'''
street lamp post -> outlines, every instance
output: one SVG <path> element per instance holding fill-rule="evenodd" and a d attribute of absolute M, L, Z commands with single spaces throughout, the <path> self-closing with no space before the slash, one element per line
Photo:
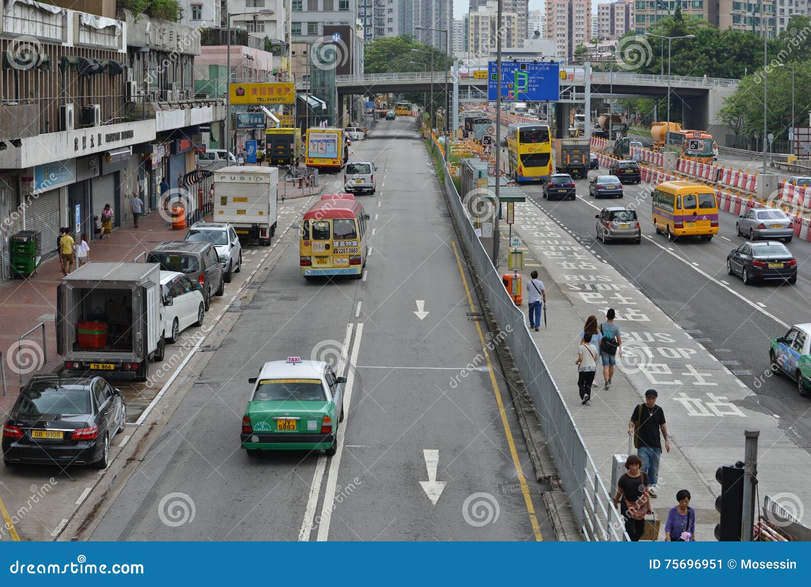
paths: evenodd
<path fill-rule="evenodd" d="M 791 67 L 792 68 L 792 122 L 788 125 L 788 128 L 791 130 L 791 144 L 788 145 L 789 148 L 792 150 L 792 155 L 794 155 L 794 66 L 787 65 L 785 63 L 780 63 L 778 67 Z"/>
<path fill-rule="evenodd" d="M 225 35 L 228 36 L 228 48 L 225 49 L 225 75 L 228 81 L 225 84 L 225 158 L 231 152 L 231 17 L 244 16 L 245 15 L 272 15 L 276 11 L 263 8 L 259 12 L 229 12 L 225 17 Z"/>
<path fill-rule="evenodd" d="M 436 31 L 436 32 L 443 32 L 445 35 L 445 54 L 448 57 L 450 56 L 450 47 L 448 45 L 448 29 L 447 28 L 432 28 L 431 27 L 414 27 L 414 30 L 417 31 Z M 431 54 L 431 58 L 433 58 L 433 54 Z M 448 161 L 448 151 L 451 144 L 451 135 L 450 135 L 450 127 L 451 127 L 451 96 L 450 92 L 448 91 L 448 66 L 444 66 L 443 69 L 445 71 L 445 148 L 444 149 L 445 161 Z M 434 74 L 431 74 L 431 84 L 433 85 L 434 83 Z"/>
<path fill-rule="evenodd" d="M 665 139 L 664 144 L 665 148 L 670 144 L 670 57 L 671 57 L 671 44 L 674 39 L 694 39 L 695 35 L 682 35 L 680 36 L 667 36 L 665 35 L 654 35 L 652 32 L 646 32 L 646 36 L 658 36 L 660 39 L 667 40 L 667 122 L 665 128 Z"/>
'''
- What needs to be done:
Put every line of the items above into a JSON list of strings, one string per line, with blank lines dropped. Leave the pictures out.

- Response:
[
  "street lamp post -> outlines, every instance",
  "output: one SVG <path> element per instance holding fill-rule=\"evenodd\" and a d attribute of absolute M, L, Z commands with single spaces throughout, the <path> self-closing with no space before the slash, one element per line",
  "Photo:",
  "paths: evenodd",
  "<path fill-rule=\"evenodd\" d=\"M 791 67 L 792 68 L 792 122 L 788 125 L 788 128 L 791 130 L 791 144 L 788 145 L 789 148 L 792 150 L 792 155 L 794 155 L 794 66 L 787 65 L 785 63 L 780 63 L 778 67 Z\"/>",
  "<path fill-rule=\"evenodd\" d=\"M 225 35 L 228 36 L 228 48 L 225 49 L 225 75 L 228 81 L 225 84 L 225 158 L 231 152 L 231 17 L 244 16 L 245 15 L 272 15 L 276 11 L 263 8 L 259 12 L 229 12 L 225 17 Z\"/>",
  "<path fill-rule=\"evenodd\" d=\"M 436 31 L 436 32 L 443 32 L 445 35 L 445 54 L 448 57 L 450 56 L 450 47 L 448 45 L 448 29 L 447 28 L 432 28 L 431 27 L 414 27 L 414 30 L 417 31 Z M 431 54 L 431 58 L 433 58 L 433 54 Z M 448 161 L 448 151 L 451 144 L 451 135 L 450 135 L 450 127 L 451 127 L 451 96 L 450 92 L 448 91 L 448 66 L 444 66 L 443 69 L 445 71 L 445 148 L 444 149 L 445 161 Z M 434 74 L 431 74 L 431 84 L 433 85 L 434 83 Z\"/>",
  "<path fill-rule=\"evenodd\" d=\"M 665 139 L 664 144 L 665 148 L 670 144 L 670 57 L 671 57 L 671 44 L 674 39 L 694 39 L 695 35 L 682 35 L 680 36 L 667 36 L 665 35 L 654 35 L 652 32 L 646 32 L 646 36 L 658 36 L 660 39 L 667 40 L 667 122 L 665 128 Z\"/>"
]